| Consigne |
Rédigez la suite du récit des exploits d'Iberville, en reprenant juste après sa dernière phrase, s'il vous plaît.

| Extrait |
C. Darveau (p. 61-71).

VI

Exploits d’Iberville.


Notre but unique, en écrivant ces lignes, est de faire aimer et connaître une de nos gloires nationales. Le lecteur voudra bien nous permettre de consacrer ce chapitre au récit, en quelques pages, des exploits d’Iberville jusqu’à l’époque où nous venons de le mettre en scène.

La cour de Louis xiv désirant détruire Pemquid, place fortifiée bâtie sur les terres des Abénaquis, dans l’Acadie, d’où les Anglais auraient pu écraser cette nation, fit armer deux vaisseaux, L’Envieux et le Profond, qui furent placés sous le commandement d’Iberville, avec M. Bonaventure en sous-ordre.

Ces deux vaisseaux, partis de Rochefort, en France, arrivèrent le 26 juin 1696, à la Baie des Espagnols, dans l’Île du Cap Breton, où d’Iberville apprit que trois navires anglais croisaient à l’entrée de la rivière St-Jean.

Les deux vaisseaux français firent voile aussitôt de ce côté, et le 14 juillet rencontrèrent les vaisseaux anglais. D’Iberville démâta le Newport, de vingt quatre canons, et s’en rendit maître sans avoir perdu un seul homme. Une autre frégate anglaise, de trente-six canons, n’échappa qu’à la faveur de la brume.[1]

L’Envieux, le Profond et le Newport mouillèrent à Pentagouet pour réparer leurs avaries qui étaient assez considérables.[2]

Des présents du roi furent distribués aux sauvages qui s’embarquèrent au nombre de deux cent quatre, sous les ordres du baron de St-Castin. Celui-ci avait épousé une indienne de la tribu et s’était fixé parmi eux. Aux Abénaquis se joignirent vingt-cinq soldats de la compagnie de Villedieu, avec leur capitaine et son lieutenant, Montiguy.

Le 14 août, les vaisseaux mouillèrent devant Pemquid, et d’Iberville fit aussitôt sommer le commandant de se rendre. Celui-ci, du nom de Chubb, homme sans expérience de la guerre, haussa cependant le ton, et répondit qu’il défendrait son fort, quand bien même la mer serait couverte de vaisseaux français et la terre de bandes abénaquises.

Cette fanfaronnade ne fut pas suivie des effets qu’on en devait attendre.

Deux pièces d’artillerie et deux mortiers furent débarqués, et, en quelques heures les batteries furent prêtes. Après avoir fait lancer deux ou trois bombes sur le fort, d’Iberville somma de nouveau le commandant de la place de se rendre, et lui fit entendre que si la place était prise d’assaut, les sauvages, résolus de se venger de la trahison commise contre leurs chefs, sous les murs de Pemquid, ne feraient aucun quartier. Chubb accepta les conditions qui lui furent faites.

| Données fournies |
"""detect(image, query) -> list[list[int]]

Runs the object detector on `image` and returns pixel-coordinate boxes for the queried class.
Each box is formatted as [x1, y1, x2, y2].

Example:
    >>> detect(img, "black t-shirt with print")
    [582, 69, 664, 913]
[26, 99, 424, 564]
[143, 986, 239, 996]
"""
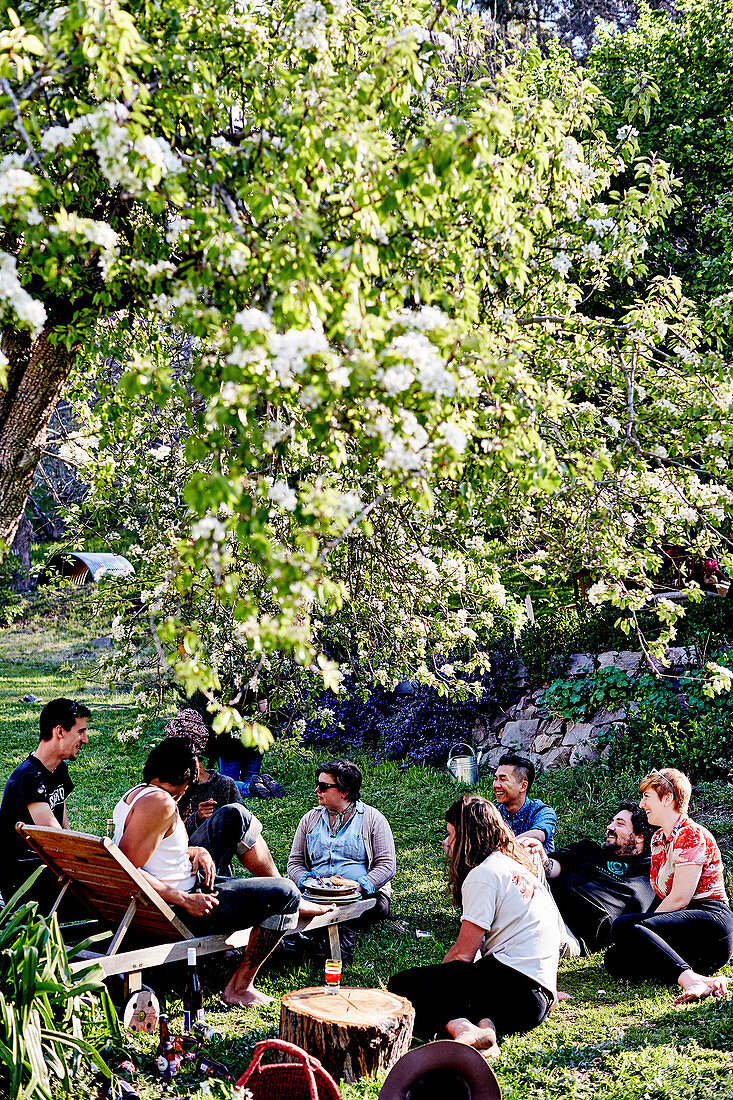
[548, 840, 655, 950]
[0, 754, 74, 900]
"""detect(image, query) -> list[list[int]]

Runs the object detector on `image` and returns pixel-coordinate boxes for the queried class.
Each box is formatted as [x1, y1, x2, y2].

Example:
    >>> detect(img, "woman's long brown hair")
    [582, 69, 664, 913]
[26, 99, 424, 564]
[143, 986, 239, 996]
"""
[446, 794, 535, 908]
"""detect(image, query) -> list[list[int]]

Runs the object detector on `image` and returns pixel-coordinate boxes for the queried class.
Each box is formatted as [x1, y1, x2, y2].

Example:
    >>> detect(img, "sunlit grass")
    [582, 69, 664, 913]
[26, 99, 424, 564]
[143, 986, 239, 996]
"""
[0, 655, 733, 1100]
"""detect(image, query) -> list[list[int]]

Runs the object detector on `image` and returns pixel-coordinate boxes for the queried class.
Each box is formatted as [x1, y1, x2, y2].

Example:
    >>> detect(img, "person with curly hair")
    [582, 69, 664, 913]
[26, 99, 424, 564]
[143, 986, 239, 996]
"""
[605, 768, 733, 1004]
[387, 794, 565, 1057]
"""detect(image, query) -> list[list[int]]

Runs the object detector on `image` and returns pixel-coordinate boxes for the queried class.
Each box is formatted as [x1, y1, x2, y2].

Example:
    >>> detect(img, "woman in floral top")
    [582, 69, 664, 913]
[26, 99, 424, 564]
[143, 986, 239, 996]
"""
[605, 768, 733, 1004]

* * *

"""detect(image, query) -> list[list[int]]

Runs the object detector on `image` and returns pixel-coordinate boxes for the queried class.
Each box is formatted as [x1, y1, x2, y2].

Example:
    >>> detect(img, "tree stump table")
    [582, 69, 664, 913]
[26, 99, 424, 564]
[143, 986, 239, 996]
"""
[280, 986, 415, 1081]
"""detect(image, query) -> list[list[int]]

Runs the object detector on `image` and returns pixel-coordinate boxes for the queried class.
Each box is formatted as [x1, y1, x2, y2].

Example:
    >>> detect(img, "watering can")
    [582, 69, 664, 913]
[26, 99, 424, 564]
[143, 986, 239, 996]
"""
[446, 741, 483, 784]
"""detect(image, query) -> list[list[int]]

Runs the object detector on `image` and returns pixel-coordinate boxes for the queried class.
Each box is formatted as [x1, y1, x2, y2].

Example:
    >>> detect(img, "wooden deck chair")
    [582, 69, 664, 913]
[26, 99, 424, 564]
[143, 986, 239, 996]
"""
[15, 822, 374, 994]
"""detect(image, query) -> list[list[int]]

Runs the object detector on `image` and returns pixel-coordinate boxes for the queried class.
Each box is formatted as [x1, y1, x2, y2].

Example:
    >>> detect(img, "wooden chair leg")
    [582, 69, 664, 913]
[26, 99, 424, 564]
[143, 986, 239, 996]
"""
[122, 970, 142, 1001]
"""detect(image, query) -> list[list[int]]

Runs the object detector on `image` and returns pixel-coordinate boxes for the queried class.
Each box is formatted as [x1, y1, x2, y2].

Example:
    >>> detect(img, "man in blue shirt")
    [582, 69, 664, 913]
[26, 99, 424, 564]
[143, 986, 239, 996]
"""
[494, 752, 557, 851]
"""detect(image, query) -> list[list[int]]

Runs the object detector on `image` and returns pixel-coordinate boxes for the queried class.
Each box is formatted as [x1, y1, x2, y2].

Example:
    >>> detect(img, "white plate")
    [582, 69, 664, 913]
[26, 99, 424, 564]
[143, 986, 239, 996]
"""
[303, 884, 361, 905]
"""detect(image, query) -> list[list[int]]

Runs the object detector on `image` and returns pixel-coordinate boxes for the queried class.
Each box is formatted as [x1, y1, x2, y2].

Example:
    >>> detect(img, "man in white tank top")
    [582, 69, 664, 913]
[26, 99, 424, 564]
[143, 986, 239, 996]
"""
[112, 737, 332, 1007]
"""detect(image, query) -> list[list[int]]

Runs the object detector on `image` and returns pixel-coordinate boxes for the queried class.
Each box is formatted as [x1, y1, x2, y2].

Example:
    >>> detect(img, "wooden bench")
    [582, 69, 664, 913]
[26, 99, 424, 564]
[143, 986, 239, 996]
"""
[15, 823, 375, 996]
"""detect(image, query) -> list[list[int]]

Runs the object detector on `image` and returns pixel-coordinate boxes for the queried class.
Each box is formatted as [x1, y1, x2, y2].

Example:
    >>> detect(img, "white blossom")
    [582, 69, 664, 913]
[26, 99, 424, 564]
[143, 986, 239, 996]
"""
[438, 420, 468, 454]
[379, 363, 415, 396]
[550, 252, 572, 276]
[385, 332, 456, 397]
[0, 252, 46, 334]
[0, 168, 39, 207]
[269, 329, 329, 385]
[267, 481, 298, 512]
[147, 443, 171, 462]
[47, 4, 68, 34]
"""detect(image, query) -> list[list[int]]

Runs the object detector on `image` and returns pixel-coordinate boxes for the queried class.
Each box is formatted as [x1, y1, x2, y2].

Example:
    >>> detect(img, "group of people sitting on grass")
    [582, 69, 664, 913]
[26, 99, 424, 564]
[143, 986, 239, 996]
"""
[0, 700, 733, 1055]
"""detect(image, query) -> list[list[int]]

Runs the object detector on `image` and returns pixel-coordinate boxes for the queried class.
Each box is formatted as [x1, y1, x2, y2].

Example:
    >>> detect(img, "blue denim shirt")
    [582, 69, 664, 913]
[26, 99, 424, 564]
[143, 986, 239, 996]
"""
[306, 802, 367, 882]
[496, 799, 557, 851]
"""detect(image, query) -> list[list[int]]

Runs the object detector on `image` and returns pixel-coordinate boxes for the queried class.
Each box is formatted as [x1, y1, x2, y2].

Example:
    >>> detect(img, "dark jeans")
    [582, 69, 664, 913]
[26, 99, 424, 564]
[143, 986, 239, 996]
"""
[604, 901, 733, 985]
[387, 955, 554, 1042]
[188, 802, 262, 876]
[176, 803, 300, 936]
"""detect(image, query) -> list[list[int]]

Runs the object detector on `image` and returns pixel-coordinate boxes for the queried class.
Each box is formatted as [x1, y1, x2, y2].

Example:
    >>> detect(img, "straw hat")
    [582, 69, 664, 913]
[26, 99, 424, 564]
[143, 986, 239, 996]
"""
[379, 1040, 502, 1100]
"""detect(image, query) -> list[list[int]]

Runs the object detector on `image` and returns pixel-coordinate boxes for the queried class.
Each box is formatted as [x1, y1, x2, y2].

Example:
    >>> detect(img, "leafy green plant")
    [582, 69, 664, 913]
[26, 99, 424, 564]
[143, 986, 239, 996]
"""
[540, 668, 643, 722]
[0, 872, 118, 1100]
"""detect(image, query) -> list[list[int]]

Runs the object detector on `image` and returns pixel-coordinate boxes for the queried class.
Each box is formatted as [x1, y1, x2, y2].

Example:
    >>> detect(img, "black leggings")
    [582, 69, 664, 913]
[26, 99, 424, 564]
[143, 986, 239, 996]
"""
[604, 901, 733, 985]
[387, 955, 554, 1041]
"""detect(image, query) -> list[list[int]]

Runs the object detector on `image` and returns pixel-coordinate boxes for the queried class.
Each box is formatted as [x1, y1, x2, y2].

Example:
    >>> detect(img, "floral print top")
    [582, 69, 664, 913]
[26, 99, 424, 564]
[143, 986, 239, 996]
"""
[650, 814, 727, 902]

---

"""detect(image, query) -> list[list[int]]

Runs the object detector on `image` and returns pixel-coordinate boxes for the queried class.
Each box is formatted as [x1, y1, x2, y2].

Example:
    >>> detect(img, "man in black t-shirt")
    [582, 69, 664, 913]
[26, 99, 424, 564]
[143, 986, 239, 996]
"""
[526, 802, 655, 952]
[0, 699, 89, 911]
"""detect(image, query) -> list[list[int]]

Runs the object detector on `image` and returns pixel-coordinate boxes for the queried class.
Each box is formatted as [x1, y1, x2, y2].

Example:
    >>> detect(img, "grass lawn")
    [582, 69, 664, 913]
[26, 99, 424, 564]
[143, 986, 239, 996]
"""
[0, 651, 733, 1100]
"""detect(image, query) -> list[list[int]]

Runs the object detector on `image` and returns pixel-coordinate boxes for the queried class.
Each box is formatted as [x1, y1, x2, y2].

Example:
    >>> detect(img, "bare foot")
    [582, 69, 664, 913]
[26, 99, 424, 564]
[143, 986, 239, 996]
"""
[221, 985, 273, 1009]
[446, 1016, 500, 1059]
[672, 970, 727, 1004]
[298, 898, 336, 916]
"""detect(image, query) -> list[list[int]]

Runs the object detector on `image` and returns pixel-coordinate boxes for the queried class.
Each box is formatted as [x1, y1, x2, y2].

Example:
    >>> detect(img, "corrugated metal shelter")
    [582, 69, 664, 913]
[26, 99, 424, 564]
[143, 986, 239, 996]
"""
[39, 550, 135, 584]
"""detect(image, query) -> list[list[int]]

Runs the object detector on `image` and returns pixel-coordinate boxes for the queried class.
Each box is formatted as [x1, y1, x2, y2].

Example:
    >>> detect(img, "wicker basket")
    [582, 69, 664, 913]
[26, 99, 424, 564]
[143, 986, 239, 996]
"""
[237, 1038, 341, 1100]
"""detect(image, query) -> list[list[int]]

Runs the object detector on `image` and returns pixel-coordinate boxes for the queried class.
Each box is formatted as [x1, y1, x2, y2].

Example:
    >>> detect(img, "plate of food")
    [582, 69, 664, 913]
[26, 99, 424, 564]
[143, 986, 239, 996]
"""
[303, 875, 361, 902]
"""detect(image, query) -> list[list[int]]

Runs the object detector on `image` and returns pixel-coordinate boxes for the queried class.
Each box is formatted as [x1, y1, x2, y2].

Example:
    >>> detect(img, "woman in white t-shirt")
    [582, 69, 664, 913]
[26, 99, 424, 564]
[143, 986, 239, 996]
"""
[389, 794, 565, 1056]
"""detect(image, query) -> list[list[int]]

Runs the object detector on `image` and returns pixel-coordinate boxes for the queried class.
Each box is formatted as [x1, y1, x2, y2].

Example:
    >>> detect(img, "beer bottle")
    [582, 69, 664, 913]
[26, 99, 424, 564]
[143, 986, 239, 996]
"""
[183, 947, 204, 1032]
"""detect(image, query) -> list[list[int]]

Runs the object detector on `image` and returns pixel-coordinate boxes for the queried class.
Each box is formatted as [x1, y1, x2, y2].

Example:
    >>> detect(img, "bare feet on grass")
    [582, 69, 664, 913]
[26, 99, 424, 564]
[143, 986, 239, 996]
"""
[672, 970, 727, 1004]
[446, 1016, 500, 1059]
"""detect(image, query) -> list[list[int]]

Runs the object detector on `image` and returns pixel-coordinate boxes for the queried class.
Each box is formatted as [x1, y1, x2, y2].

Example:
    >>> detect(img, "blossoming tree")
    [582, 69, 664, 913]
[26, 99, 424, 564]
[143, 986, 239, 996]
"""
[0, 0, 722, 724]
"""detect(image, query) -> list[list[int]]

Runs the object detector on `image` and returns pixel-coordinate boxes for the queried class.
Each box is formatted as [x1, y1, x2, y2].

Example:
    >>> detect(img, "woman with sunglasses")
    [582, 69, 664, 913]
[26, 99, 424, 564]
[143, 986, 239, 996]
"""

| Réponse attendue |
Le fort de Pemquid fut détruit et une partie de la garnison envoyée à Boston. D’Iberville conduisit l’autre partie à Pentagouet, où il attendit l’effet d’une dépêche adressée au gouverneur de Boston pour l’engager à un échange de prisonniers. Ne recevant aucune réponse, et n’ayant pas assez de vivre pour nourrir tant de monde, il envoya à Boston le reste des soldats et ne retint que les officiers. Il confia ceux-ci à la garde de Villedieu, et le 3 septembre, le Profond, l’Envieux et le Newport mirent à la voile.

À peine avaient-ils doublé des îles de Pentagouet, que d’Iberville aperçut au large sept voiles qui portaient sur eux. Il ordonna au sieur de Lauzon, commandant du Newport, de se rapprocher de l’Envieux. Sur le soir, l’escadre anglaise était fort proche, lorsque d’Iberville fit virer de bord et porter vers terre. Après avoir parcouru une lieue dans cette direction, les vaisseaux français longèrent la côte et tirèrent vers l’Île des Monts-Déserts. Les Anglais n’osèrent les suivre.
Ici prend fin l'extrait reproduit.